◆ **Objective**
Exactly as written, print each record in the listing.

◆ **Information supplied**

— START —

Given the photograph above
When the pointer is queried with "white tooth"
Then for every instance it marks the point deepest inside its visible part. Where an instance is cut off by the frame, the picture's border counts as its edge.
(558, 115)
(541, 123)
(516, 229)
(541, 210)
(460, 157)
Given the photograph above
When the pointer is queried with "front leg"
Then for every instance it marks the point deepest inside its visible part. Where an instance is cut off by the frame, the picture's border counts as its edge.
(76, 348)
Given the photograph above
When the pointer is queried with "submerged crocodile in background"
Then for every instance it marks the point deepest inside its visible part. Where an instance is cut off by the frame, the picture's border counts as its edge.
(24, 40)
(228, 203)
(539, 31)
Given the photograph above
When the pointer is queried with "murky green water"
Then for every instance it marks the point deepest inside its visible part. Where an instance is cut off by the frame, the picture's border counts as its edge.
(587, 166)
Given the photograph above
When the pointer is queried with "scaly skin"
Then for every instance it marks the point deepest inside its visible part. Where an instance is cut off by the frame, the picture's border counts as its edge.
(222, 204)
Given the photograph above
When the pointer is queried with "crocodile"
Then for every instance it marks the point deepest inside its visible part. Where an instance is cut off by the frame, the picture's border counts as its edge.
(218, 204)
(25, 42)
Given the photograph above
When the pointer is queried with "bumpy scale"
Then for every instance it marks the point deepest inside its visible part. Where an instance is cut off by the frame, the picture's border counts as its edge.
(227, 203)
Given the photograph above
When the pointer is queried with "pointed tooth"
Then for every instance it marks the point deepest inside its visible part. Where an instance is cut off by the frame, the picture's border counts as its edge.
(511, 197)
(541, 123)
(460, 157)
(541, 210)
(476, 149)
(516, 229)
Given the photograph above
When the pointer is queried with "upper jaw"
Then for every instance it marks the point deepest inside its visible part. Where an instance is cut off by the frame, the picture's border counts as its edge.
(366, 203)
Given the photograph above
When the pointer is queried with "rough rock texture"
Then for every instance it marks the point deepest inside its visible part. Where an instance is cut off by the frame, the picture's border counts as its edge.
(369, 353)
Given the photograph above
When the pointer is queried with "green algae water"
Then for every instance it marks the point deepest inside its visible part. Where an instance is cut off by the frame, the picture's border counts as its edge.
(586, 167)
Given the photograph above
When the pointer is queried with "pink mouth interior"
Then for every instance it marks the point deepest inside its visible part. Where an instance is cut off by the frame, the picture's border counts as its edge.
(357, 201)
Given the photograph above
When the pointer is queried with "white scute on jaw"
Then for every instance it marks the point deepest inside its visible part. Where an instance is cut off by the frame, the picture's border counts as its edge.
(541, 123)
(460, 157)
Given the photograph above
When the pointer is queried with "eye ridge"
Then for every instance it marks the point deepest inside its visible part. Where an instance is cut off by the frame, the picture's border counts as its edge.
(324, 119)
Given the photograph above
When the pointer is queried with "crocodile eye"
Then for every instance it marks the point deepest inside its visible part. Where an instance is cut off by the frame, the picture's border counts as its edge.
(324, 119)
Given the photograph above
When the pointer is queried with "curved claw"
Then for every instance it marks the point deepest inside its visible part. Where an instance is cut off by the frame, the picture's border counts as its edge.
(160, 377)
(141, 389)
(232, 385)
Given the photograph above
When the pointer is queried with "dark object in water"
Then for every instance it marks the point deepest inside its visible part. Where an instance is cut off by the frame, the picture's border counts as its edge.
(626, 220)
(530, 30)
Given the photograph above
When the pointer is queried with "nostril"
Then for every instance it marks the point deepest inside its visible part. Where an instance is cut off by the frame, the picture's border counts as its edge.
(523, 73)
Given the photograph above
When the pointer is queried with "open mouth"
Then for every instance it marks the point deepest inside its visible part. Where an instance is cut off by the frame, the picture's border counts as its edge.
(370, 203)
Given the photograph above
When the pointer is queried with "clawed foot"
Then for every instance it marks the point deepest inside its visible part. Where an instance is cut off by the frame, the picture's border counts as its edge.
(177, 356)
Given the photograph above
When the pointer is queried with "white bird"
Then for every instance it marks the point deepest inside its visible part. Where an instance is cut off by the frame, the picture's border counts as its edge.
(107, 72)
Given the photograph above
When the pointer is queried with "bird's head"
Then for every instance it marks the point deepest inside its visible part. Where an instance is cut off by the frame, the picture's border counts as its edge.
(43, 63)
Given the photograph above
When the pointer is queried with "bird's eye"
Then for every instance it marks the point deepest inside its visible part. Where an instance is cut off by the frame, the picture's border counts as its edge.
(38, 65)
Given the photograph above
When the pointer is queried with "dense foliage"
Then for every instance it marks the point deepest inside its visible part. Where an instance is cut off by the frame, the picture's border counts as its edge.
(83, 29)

— END —

◆ **Answer**
Given the photograph above
When the pointer is queried with "white tooth"
Then for every instance it marks the point deepest inside its visible part. Where an instance is cut off by the frame, the picture's border counts as its edge.
(558, 115)
(541, 123)
(516, 229)
(541, 210)
(460, 157)
Given the photograph above
When the pointer is queried with "front leg"
Then for every instance it marks the point deepest inside its visible part. Where an instance is cut off by the frame, the picture's border counts as its edge.
(76, 348)
Given the photograph above
When the pointer is queried with "submerged crocodile in background"
Then for every instance it marks the point deepest inside its visible part. Where an instance is cut off by the frame, the picture's border counts as its edge.
(24, 40)
(228, 203)
(539, 31)
Given the photograph above
When the pointer is queried with "murky green water"
Then for every instance it marks the point deepest inside its visible part. Where an instance is cut off by the frame, the picture's border counts as its edge.
(587, 166)
Given the photograph above
When the pointer is queried with "scaly skin"
Then for every instance it marks the point deepest inside its visible part. Where an instance is cut off by the frame, the picture's border counts as its edge.
(222, 204)
Given the photograph above
When the pointer is queried with "crocodile"
Then for every instance it marks the point deepest inside its visible part. Where an instance is cut off by the frame, the picture's border counts as its edge.
(218, 204)
(25, 42)
Given the photograph above
When the pointer is queried with "bumpy scale"
Then for every instance it marks the point deepest inside its visible part. Where an instance is cut off by the frame, the picture's border counts as its edge.
(227, 203)
Given the photograph above
When the pointer is queried with "pointed tooth"
Then for every instance it marks the point deepest inside its visible part. Where an instance is cut off by the frame, the picture's border counts as its edge.
(511, 197)
(541, 123)
(460, 157)
(541, 210)
(476, 149)
(516, 229)
Given the photograph above
When the pointer is queried with "upper jaw"
Then for every instance it marks the point deepest inside its visible part. Where an instance is cut off by the frame, the picture's border counts as its edge.
(366, 203)
Given the photograph above
When the pointer is queried with "rough rock texture"
Then for every instance it marks the point deepest inside its visible part. Where an instance is cut off by the frame, the picture's border counts as its edge.
(369, 353)
Given the photograph above
When the pointer is queried with "green algae water"
Then for every instance it marks the point deepest inside its visible part. Where an instance is cut off by the frame, the picture's border counts as its edge.
(586, 167)
Given the photograph above
When the pointer is queried with "pink mouth interior"
Then for every instance it marks the point deepest inside its visible part. Where an instance is cut off by the frame, the picture's border counts as its edge.
(357, 201)
Given the photograph above
When the pointer is queried with "white scute on jaw"
Then for every instance it marks the point deepest inside its visible part. Where an instance is cut off by the frame, the picture's border counts as its edge.
(541, 123)
(460, 157)
Given the photograph above
When the pointer is queried with "eye ridge"
Then for every instance it marks the point deepest inside its visible part. Where an instance is cut off by the frame, the picture's border counts as its edge.
(324, 119)
Given the photograph above
When the pointer is queried with "crocodile eye"
Then for every instance it marks the point deepest inside its visible part. Where an instance is cut off by the frame, the picture's border counts as its edge.
(324, 119)
Given the photograph above
When the pointer is queried with "curved claw"
Then for every instance it marks the point deepest inside its visible part. Where an instance is cut off by the frame, the picture's border counts as its edge.
(160, 377)
(141, 389)
(232, 385)
Given the photograph above
When the pointer is queried with "dark object in water"
Then for every instance it marks the point deepest inside its visible part. Where an instance is cut off by the frame, the picture's border counts as its edge.
(626, 220)
(530, 30)
Given the photograph above
When the pointer is queried with "nostril"
Then for every instance it marks the point deepest inside its visible part. Where an instance is cut off by the frame, the picture's border counts as its edge.
(523, 73)
Given the photograph above
When the pointer is queried with "open mouth"
Then for every instance it marks the point deepest inside its visible part. Where an instance is cut off by the frame, the picture's border counts as its edge.
(370, 203)
Given the photograph above
When the pointer is queried with "clawed foot"
Then for every instance it marks the point deepest inside its visible part. Where an instance is cut off by the frame, the picture's border counts as its edge.
(177, 356)
Given the photograph above
When the pointer is queried with "white bird"
Then for every instance it marks the point deepest inside its visible part. Where an instance is cut off by the frame, the picture's border counts as its edge.
(107, 72)
Given the photograph above
When the pointer is queried with "bird's head"
Then for every instance it marks the point deepest inside its visible part. Where an instance is cut off by the frame, the picture's border counts as its edge.
(43, 63)
Given the photograph above
When the pointer is queried with "bird's eye"
Then for every instance it marks the point deepest inside its visible part. Where an instance is cut off by the frame, the picture's border counts as its edge.
(38, 65)
Given the photograph above
When the pointer is queried with "dense foliage"
Then for every instance it marks the point deepest inside its visible part. Where an instance is cut off by the frame, the picture's border counts as its edge.
(83, 29)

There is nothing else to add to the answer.